__What to do__: From the entries that follow, copy every line with the word "rule".

##### Data for this exercise #####

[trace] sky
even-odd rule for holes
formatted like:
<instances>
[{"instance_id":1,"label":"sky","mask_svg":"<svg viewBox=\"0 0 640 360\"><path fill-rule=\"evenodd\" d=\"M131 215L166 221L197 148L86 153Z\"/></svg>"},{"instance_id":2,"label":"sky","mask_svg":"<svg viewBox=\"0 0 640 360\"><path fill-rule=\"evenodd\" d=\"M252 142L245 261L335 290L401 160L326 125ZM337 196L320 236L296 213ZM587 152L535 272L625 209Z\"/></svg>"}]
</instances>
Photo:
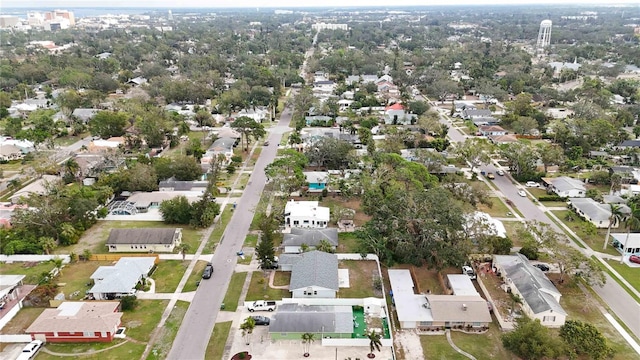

#####

__Solution below__:
even-odd rule for holes
[{"instance_id":1,"label":"sky","mask_svg":"<svg viewBox=\"0 0 640 360\"><path fill-rule=\"evenodd\" d=\"M131 215L166 221L197 148L86 153Z\"/></svg>"},{"instance_id":2,"label":"sky","mask_svg":"<svg viewBox=\"0 0 640 360\"><path fill-rule=\"evenodd\" d=\"M252 142L245 261L335 290L401 160L326 125ZM337 196L320 236L296 213ZM587 152L535 272L625 209Z\"/></svg>"}]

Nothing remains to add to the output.